Aufgaben ->
**1.** Beantworte zum Text „Diskussion des Ergebnisses“ diese Fragen, jede auf einer eigenen Zeile:
(a) Zwischen welchen Werten kann ωRC liegen?
(b) Welchen Wert hat φ, wenn ωRC = 0 ist?
(c) Um wie viel Grad eilt u2(t) bei φ = 90 Grad gegen u1(t) nach?
**2.** Schreibe aus dem Text „Diskussion des Ergebnisses“ alle Gleichungen mit Gleichheitszeichen heraus, die in den beiden Zeilen direkt unter „Grenzwerte:“ stehen.
**3.** Setze den Text „Diskussion des Ergebnisses“ im Anschluss an seinen letzten Satz fort.

Vorgegebener Text ->
Diskussion des Ergebnisses
Wir sehen, dass die Amplitude û2 durch die Nennerwurzel bei û1, also durch   [1 + (ωRC)2]-1/2   verringert wird. Dabei kann   ωRC   Werte zwischen 0 und unendlich annehmen. Zugleich kann sich der Winkel φ für 0 < ωRC < unendlich zwischen 0 < φ < 90o bewegen.

Grenzwerte:
Mit ωRC = 0   ist auch φ = 0;
ωRC = unendlich: φ = 90 Grad   und   û2 = 0   wegen des Nennerausdrucks [1 + (ωRC)2]1/2.
φ ungefähr null Grad bedeutet, dass die Schwingungsverläufe von u2(t) und u1(t) gleichphasig, also deckungsgleich sind. Bei φ = 90 Grad eilt u2(t) gegen u1(t) um 90 Grad nach.

Datensätze ->
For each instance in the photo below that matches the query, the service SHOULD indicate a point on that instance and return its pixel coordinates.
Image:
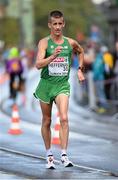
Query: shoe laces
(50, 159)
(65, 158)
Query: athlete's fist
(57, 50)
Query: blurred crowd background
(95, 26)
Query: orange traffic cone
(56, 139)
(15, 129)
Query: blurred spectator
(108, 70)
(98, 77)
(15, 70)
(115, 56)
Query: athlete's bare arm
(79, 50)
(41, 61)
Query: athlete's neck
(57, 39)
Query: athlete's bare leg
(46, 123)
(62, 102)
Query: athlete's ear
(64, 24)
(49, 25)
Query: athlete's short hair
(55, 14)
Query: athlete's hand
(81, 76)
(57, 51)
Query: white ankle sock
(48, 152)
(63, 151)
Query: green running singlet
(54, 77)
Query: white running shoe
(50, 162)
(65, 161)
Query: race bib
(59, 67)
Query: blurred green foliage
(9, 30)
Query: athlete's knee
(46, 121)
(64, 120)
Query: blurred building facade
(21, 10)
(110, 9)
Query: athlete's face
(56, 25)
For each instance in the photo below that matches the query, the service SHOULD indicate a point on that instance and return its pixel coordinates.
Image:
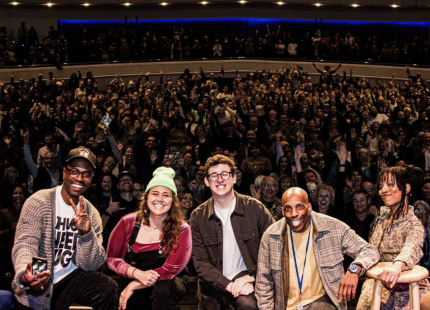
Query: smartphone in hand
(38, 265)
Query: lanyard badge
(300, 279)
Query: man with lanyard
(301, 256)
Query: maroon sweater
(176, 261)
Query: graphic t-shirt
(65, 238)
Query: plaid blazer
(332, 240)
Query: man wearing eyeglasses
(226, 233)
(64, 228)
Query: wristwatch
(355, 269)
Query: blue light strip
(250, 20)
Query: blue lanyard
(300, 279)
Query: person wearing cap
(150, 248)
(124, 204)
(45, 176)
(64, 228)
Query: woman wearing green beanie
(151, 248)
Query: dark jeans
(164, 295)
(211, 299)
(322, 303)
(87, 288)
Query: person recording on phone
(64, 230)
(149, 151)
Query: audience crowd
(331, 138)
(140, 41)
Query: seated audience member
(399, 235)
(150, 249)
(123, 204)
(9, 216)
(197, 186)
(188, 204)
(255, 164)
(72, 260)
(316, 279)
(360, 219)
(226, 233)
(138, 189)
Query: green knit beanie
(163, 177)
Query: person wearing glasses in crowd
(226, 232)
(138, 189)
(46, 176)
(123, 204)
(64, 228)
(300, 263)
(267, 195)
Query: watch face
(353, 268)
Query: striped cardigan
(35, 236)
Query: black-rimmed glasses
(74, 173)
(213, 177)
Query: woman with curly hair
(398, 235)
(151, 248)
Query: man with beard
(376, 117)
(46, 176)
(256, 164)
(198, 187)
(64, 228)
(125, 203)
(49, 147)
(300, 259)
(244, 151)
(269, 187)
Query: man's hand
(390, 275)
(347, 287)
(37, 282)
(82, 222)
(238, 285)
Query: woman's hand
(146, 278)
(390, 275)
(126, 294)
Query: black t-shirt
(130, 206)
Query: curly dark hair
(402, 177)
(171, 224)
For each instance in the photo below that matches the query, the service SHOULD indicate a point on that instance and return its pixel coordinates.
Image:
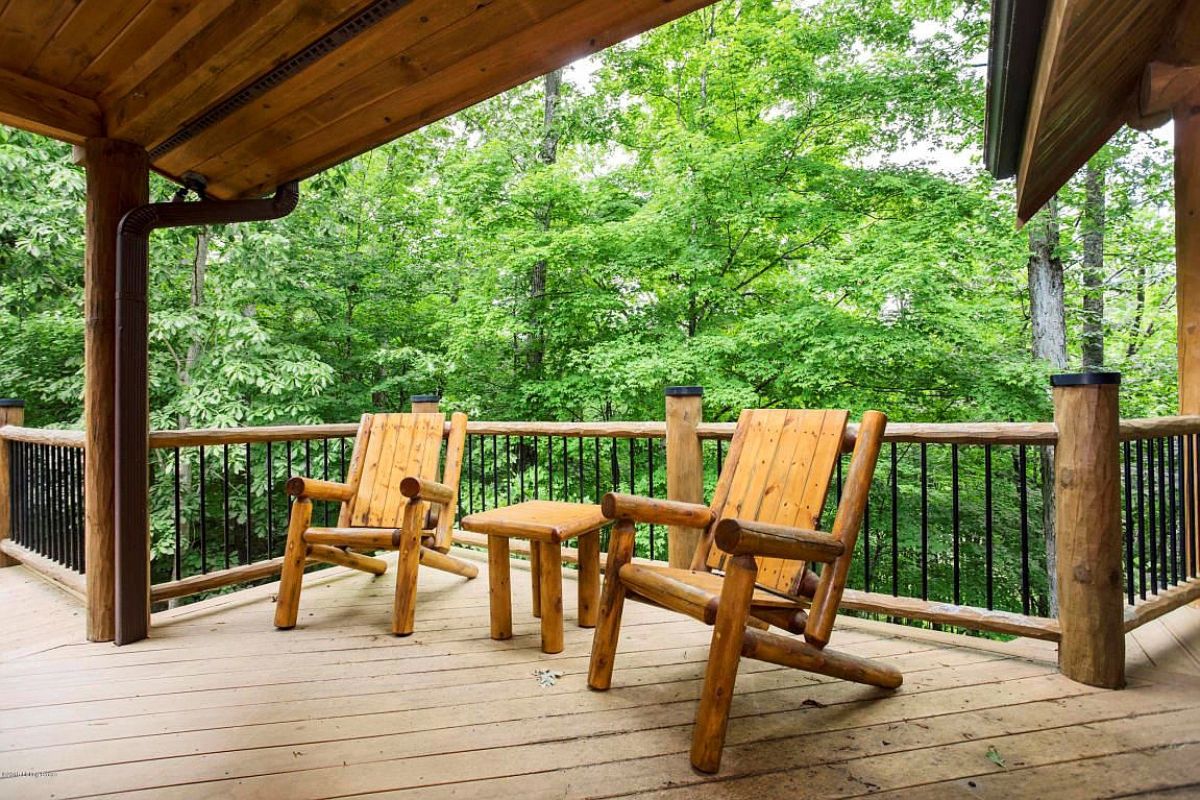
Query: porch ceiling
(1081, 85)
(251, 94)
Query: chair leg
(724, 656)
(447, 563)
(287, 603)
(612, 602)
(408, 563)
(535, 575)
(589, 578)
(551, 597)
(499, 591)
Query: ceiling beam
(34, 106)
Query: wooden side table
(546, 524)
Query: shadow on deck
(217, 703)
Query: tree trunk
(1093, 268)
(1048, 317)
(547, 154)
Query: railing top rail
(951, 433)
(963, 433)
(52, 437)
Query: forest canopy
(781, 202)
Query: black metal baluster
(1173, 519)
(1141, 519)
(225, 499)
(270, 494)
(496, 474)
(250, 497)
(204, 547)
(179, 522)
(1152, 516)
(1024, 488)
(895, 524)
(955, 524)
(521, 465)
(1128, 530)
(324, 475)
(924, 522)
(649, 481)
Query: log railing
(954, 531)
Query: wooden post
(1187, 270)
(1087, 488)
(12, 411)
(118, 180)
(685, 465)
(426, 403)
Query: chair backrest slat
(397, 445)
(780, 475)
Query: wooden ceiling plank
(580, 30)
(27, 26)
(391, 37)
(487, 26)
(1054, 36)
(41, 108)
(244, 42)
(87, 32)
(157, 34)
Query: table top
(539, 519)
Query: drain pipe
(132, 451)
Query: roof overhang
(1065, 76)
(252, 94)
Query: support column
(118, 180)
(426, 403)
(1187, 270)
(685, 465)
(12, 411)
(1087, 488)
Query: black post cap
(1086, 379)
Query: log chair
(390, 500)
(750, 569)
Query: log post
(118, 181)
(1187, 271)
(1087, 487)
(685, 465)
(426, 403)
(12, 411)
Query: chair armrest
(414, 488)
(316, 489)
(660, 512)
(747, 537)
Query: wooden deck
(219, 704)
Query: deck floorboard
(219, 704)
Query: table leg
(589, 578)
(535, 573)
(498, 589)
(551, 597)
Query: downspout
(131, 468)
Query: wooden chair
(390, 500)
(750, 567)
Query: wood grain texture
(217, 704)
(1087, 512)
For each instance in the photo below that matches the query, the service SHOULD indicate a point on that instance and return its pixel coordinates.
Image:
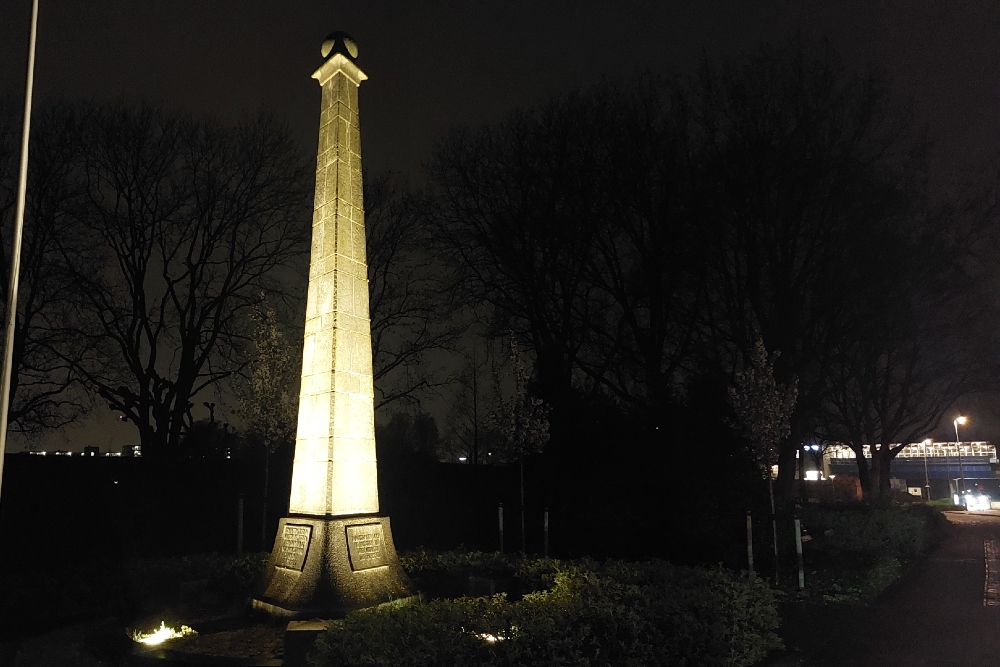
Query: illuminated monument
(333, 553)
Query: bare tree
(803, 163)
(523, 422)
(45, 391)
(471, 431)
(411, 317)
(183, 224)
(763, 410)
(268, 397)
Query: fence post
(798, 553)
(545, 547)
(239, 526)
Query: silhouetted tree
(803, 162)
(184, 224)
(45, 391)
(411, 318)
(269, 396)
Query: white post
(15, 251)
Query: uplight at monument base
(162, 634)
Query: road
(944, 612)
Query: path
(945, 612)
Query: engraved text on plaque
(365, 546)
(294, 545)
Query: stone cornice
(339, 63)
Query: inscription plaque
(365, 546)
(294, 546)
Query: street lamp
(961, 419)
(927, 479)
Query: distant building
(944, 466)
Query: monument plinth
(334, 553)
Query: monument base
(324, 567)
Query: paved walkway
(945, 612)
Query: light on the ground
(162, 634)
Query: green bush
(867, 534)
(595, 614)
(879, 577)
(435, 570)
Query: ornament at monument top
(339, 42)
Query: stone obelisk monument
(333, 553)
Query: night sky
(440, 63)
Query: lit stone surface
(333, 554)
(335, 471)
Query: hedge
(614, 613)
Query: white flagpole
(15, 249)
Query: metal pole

Lösungen ->
**1.**
(a) Zwischen 0 und unendlich.
(b) φ = 0.
(c) Um 90 Grad.

**2.**
ωRC = 0
φ = 0
ωRC = unendlich
φ = 90 Grad
û2 = 0

**3.**
Praktisch bedeutet ωRC = 0 und damit auch φ=0 Gleichspannung, wobei sich der Kondensator einmalig aufgeladen hat, wonach kein Strom mehr fließt. Dieser einmalige Vorgang ist Anlass, auf so genannte Ausgleichs- Übergangs- oder Einschwingvorgänge aufmerksam zu machen. Sie treten jeweils während Bruchteilen von Sekunden beim Einschalten einer Spannung auf, um den Übergang zum stationären oder Dauerzustand einzuleiten. Ihr Verlauf ist abhängig vom Moment des Einschaltens. Danach erst fungiert das mit komplexer Rechnung ermittelte Rechenergebnis. Diese nur kurz andauernden Ausgleichsvorgänge werden durch Lösen der beschreibenden Differentialgleichungen berechnet. Die Theorie dazu ist jedoch so umfangreich, dass sie hier nicht besprochen werden kann.